### Task
Needed from the data below: every line from the one with "Target | red engine panel" up to and including the one with "Point | tag one point per instance of the yellow metal", repeated exactly and with nothing else.

### Point-per-instance localization data
- - - -

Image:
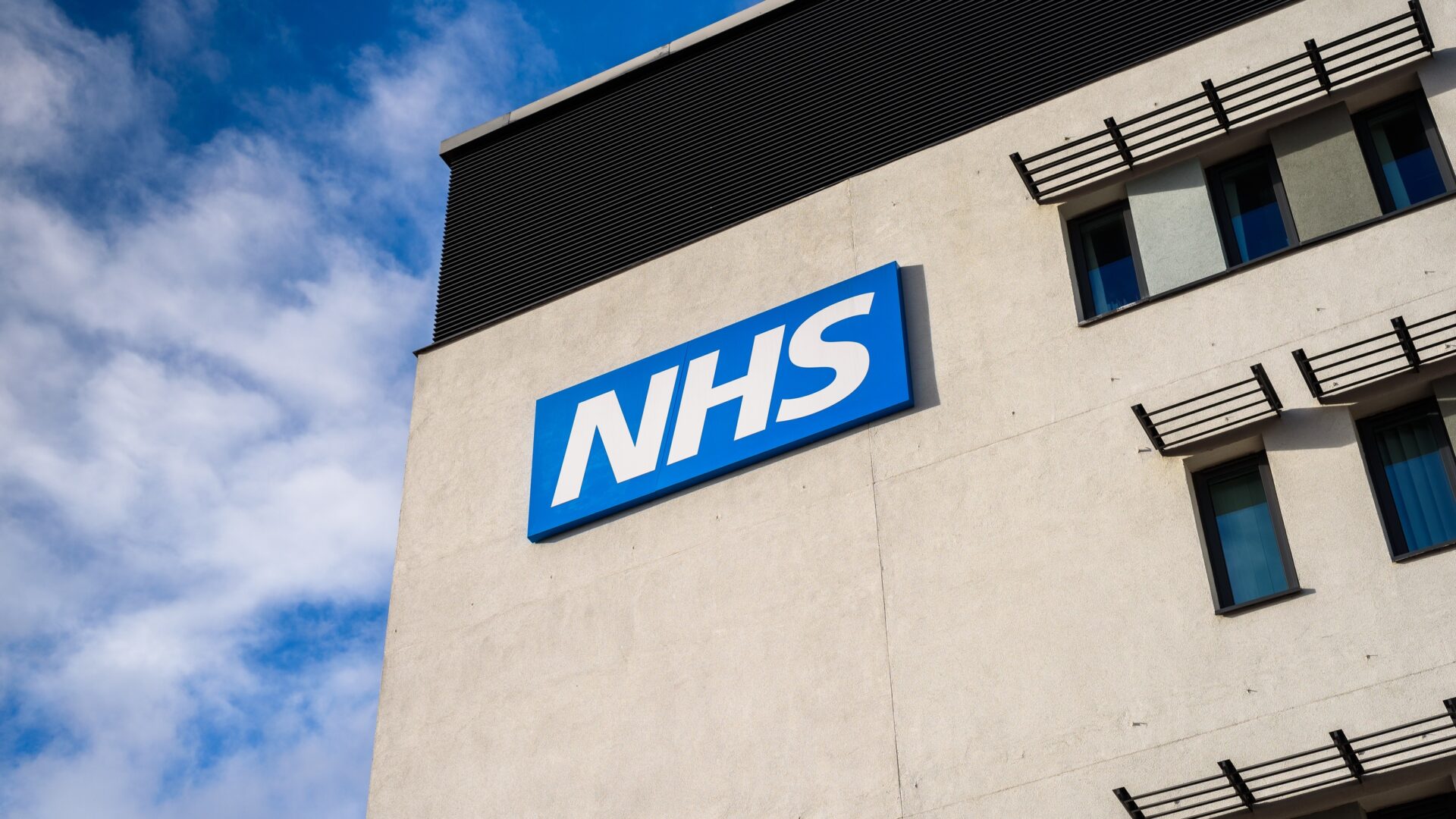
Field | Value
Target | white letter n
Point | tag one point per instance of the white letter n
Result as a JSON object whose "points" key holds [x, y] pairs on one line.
{"points": [[628, 458]]}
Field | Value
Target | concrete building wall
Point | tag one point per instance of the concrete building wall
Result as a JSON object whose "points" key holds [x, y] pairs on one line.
{"points": [[1326, 175], [992, 605]]}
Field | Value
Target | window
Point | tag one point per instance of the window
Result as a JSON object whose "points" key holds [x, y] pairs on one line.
{"points": [[1410, 461], [1248, 196], [1248, 556], [1404, 152], [1106, 251]]}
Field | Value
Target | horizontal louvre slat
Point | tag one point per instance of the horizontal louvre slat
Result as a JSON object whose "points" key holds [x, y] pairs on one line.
{"points": [[767, 112]]}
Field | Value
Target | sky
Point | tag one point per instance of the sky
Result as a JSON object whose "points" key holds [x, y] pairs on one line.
{"points": [[218, 235]]}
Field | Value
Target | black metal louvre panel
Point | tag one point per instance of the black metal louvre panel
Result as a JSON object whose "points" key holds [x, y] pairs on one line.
{"points": [[770, 111]]}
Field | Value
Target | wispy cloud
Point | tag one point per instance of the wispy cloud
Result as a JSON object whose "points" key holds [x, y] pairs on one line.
{"points": [[202, 410]]}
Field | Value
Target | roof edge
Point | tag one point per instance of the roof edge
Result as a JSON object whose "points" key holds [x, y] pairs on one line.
{"points": [[577, 89]]}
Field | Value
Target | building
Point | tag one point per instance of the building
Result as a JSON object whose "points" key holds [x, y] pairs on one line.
{"points": [[1163, 532]]}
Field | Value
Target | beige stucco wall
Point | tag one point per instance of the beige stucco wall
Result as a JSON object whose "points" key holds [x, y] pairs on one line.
{"points": [[992, 605]]}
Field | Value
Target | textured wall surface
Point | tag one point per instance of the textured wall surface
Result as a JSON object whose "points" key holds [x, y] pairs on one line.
{"points": [[1177, 232], [788, 104], [989, 607], [1326, 175]]}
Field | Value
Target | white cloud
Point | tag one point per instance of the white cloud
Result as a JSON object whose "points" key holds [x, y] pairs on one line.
{"points": [[202, 409], [58, 83]]}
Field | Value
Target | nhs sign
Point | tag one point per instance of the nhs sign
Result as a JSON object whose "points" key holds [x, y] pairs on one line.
{"points": [[772, 382]]}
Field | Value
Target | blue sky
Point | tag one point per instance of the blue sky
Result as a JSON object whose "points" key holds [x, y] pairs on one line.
{"points": [[218, 231]]}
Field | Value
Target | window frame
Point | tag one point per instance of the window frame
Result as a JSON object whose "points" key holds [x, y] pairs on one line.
{"points": [[1433, 137], [1081, 283], [1213, 557], [1430, 410], [1220, 206]]}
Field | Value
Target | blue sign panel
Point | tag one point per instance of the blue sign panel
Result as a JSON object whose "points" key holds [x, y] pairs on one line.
{"points": [[772, 382]]}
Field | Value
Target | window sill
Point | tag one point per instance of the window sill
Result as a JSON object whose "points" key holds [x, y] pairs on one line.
{"points": [[1257, 602], [1269, 259], [1426, 551]]}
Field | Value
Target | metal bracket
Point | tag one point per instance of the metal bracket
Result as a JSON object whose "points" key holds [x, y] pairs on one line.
{"points": [[1237, 780]]}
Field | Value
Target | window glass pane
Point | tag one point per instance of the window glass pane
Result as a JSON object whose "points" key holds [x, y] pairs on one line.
{"points": [[1111, 279], [1254, 215], [1247, 537], [1405, 156], [1411, 458]]}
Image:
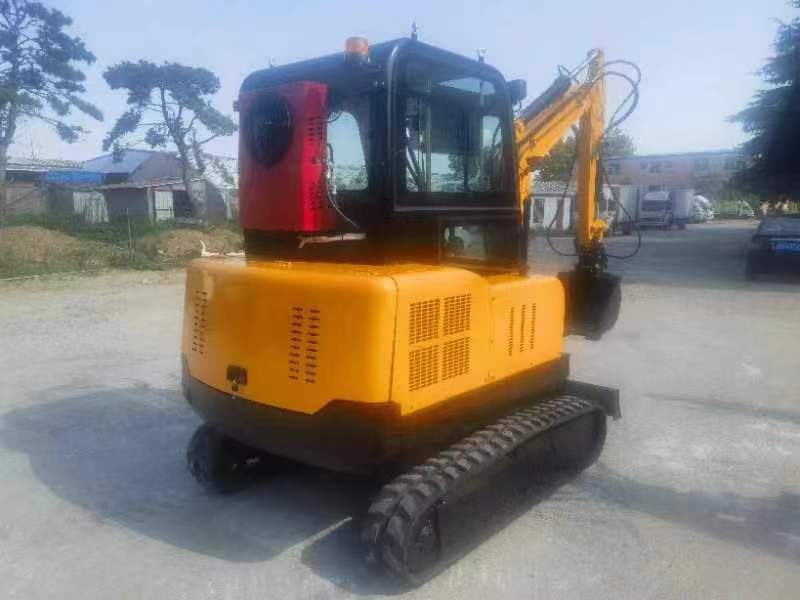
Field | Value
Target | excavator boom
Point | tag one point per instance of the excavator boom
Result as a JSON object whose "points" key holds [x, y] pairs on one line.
{"points": [[547, 120]]}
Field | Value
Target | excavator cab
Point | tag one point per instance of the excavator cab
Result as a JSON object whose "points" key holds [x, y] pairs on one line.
{"points": [[412, 159], [383, 321]]}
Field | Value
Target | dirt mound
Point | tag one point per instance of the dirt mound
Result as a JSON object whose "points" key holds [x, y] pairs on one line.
{"points": [[29, 250], [181, 245]]}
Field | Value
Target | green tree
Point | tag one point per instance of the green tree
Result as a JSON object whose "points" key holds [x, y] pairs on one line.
{"points": [[557, 165], [40, 76], [170, 104], [773, 120]]}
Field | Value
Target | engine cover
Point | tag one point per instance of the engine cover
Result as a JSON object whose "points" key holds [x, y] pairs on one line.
{"points": [[282, 149]]}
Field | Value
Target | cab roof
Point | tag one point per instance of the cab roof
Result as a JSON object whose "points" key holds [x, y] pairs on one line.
{"points": [[328, 69]]}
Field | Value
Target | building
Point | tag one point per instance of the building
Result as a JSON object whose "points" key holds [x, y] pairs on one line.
{"points": [[706, 172], [554, 203], [24, 194], [148, 184]]}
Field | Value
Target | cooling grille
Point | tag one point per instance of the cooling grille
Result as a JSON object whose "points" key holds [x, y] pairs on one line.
{"points": [[305, 327], [434, 322], [423, 367], [455, 358], [423, 321], [457, 314], [199, 322]]}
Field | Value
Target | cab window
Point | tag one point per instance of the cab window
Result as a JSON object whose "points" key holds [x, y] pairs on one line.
{"points": [[452, 132]]}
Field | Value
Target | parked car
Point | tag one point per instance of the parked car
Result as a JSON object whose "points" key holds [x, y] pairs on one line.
{"points": [[698, 213], [745, 210], [706, 206], [775, 246]]}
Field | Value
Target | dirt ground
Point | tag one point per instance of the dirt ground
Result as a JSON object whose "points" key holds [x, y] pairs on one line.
{"points": [[697, 494]]}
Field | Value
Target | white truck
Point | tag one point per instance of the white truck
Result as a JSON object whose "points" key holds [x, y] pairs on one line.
{"points": [[625, 208], [665, 209]]}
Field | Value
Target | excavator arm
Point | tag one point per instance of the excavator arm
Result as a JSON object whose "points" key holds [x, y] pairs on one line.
{"points": [[547, 119], [592, 295]]}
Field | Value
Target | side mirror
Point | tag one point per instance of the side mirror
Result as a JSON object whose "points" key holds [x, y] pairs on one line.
{"points": [[517, 90]]}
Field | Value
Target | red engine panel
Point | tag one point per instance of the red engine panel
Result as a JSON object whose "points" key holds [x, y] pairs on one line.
{"points": [[288, 195]]}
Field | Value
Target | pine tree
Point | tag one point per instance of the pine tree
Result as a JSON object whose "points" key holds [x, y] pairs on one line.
{"points": [[773, 120]]}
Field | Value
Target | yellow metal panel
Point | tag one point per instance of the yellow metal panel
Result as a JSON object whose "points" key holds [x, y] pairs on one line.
{"points": [[528, 320], [411, 334], [440, 354], [442, 339], [307, 334]]}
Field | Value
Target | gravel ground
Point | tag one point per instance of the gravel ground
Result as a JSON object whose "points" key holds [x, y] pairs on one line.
{"points": [[697, 494]]}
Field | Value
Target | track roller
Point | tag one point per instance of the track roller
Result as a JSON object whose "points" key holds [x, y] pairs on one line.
{"points": [[222, 465], [415, 524]]}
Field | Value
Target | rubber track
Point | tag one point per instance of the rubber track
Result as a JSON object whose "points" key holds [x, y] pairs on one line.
{"points": [[388, 524]]}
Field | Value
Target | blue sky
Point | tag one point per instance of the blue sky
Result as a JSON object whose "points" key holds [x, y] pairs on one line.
{"points": [[699, 57]]}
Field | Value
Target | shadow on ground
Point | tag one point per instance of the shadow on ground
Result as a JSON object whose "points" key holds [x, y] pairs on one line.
{"points": [[119, 454], [770, 524], [739, 408]]}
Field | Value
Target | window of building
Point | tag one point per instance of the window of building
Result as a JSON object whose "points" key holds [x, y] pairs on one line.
{"points": [[734, 164]]}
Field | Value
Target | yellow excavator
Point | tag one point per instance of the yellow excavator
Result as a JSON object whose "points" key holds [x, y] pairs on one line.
{"points": [[384, 320]]}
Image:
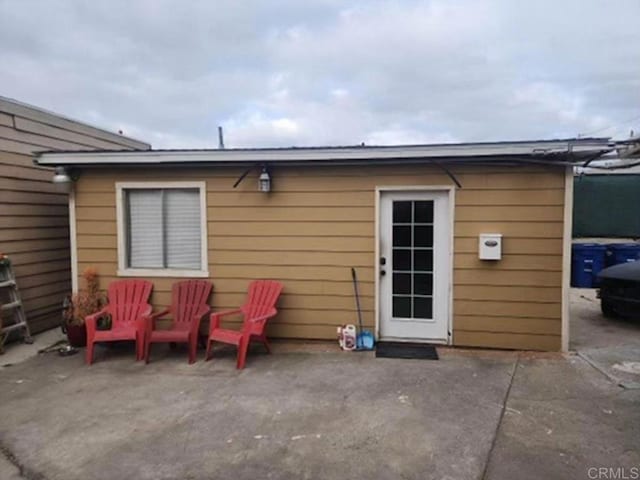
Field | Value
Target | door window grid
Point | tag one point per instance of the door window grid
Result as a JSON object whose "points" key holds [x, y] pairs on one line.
{"points": [[426, 300]]}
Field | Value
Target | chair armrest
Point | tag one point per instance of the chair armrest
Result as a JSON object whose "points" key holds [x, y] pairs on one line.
{"points": [[91, 320], [216, 316], [155, 316], [150, 320], [197, 318], [260, 321]]}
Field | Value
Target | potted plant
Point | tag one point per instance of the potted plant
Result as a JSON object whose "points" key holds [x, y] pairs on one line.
{"points": [[77, 306]]}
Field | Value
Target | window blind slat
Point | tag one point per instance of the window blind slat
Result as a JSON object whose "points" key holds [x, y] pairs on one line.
{"points": [[145, 228], [183, 236]]}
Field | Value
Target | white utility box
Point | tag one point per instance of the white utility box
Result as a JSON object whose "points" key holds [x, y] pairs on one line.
{"points": [[490, 246]]}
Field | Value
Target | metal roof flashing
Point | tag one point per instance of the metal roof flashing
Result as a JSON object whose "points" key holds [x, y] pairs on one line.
{"points": [[544, 151]]}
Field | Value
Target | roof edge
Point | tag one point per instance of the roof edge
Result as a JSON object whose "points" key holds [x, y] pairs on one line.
{"points": [[540, 149]]}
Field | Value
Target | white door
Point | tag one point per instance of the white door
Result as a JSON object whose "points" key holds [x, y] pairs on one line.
{"points": [[415, 265]]}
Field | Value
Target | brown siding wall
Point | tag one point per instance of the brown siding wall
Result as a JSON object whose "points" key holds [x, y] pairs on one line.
{"points": [[318, 222], [34, 221]]}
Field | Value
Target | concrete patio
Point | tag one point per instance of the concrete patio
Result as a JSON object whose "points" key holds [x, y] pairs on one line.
{"points": [[315, 412]]}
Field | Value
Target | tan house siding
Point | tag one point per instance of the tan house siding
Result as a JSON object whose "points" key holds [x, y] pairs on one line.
{"points": [[34, 220], [320, 221]]}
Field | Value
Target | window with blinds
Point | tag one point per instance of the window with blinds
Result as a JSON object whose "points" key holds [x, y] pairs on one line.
{"points": [[163, 228]]}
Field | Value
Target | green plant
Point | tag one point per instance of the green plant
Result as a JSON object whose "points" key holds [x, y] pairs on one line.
{"points": [[85, 302]]}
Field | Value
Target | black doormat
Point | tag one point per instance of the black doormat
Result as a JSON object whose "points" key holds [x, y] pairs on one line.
{"points": [[406, 350]]}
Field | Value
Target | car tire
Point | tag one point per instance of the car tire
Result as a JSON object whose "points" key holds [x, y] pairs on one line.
{"points": [[607, 309]]}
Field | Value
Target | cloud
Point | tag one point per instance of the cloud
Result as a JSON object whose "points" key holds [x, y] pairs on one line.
{"points": [[287, 73]]}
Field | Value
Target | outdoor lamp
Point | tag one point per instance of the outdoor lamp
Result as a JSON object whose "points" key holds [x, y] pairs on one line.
{"points": [[62, 180], [264, 181]]}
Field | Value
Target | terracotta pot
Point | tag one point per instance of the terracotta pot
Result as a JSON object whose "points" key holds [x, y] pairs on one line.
{"points": [[77, 335]]}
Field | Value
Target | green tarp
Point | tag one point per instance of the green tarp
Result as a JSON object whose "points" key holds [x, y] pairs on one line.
{"points": [[606, 206]]}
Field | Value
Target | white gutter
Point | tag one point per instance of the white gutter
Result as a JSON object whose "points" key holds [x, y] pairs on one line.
{"points": [[540, 150]]}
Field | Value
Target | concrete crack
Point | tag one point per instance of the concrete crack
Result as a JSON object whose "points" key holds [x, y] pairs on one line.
{"points": [[502, 411], [24, 471]]}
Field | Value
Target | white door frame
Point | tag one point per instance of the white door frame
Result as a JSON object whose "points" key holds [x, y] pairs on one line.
{"points": [[417, 188]]}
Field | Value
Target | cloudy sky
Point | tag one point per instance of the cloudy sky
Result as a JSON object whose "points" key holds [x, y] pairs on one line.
{"points": [[317, 72]]}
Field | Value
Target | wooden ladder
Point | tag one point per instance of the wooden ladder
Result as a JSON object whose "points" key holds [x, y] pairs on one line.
{"points": [[12, 315]]}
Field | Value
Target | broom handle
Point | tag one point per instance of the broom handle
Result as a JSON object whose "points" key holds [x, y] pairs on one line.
{"points": [[355, 288]]}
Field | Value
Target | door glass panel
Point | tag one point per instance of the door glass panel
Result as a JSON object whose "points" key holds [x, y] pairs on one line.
{"points": [[401, 260], [423, 212], [412, 259], [422, 307], [402, 212], [402, 283], [423, 284], [401, 307], [423, 236], [401, 236], [423, 260]]}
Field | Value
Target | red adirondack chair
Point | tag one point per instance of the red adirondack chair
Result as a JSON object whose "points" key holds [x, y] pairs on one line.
{"points": [[128, 304], [260, 307], [188, 306]]}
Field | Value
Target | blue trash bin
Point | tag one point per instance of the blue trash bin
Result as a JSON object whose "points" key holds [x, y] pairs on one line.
{"points": [[587, 259], [622, 253]]}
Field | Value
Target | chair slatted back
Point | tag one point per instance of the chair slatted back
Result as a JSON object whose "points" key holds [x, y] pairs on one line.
{"points": [[187, 299], [128, 300]]}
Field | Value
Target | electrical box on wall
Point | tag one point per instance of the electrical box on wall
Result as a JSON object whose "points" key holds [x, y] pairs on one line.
{"points": [[490, 246]]}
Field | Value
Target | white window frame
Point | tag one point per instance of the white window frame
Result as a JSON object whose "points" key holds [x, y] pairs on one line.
{"points": [[123, 270]]}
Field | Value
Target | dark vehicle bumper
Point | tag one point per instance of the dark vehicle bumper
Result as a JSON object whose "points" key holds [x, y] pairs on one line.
{"points": [[621, 297]]}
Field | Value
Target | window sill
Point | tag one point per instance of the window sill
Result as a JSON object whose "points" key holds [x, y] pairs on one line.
{"points": [[166, 272]]}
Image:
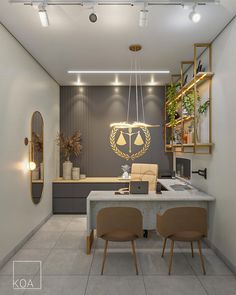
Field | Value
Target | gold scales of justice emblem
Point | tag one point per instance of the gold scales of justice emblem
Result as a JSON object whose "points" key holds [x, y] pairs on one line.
{"points": [[138, 136], [132, 141]]}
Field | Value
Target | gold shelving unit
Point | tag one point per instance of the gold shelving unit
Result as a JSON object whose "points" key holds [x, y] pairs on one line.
{"points": [[193, 85]]}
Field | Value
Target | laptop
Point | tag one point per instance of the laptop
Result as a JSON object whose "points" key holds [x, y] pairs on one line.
{"points": [[139, 187]]}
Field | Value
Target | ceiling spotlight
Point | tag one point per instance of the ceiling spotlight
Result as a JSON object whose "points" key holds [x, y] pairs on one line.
{"points": [[93, 17], [194, 16], [43, 16], [143, 17]]}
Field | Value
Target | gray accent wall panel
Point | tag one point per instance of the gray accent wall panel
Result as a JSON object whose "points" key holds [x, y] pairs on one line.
{"points": [[91, 110]]}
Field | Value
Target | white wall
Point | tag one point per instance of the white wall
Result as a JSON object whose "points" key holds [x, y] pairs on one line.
{"points": [[221, 165], [24, 88]]}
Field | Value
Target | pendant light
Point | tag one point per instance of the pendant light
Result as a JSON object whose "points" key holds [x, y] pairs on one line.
{"points": [[139, 123]]}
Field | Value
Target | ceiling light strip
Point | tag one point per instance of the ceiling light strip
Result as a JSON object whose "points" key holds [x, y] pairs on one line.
{"points": [[131, 3], [119, 72]]}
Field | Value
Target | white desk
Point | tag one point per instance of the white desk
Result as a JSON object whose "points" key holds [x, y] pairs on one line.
{"points": [[149, 205]]}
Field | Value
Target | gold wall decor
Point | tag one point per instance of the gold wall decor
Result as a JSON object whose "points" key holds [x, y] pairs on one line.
{"points": [[130, 143]]}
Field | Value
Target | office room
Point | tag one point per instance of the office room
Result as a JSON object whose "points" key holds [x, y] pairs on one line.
{"points": [[117, 147]]}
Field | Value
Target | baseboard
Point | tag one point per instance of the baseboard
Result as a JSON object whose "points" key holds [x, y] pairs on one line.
{"points": [[230, 265], [22, 242]]}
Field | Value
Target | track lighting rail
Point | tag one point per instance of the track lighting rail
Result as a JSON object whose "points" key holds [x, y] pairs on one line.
{"points": [[104, 3]]}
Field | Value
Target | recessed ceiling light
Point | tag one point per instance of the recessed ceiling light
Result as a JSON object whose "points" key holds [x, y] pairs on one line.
{"points": [[93, 17], [143, 18], [194, 16], [43, 16], [119, 72]]}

- - - -

### Response
Target | red engine panel
Point | tag one point per instance of the red engine panel
Result as a JSON object whose "points" key holds [x, y] pairs on one line.
{"points": [[288, 195]]}
Field | Value
Target | pine tree
Point | tag one point per instance of the pine tree
Result as a JSON object whose "points" key holds [x, y] pairs on one line.
{"points": [[773, 120]]}
Field | Value
Target | yellow metal panel
Point | tag one point per instance of the yellow metal panel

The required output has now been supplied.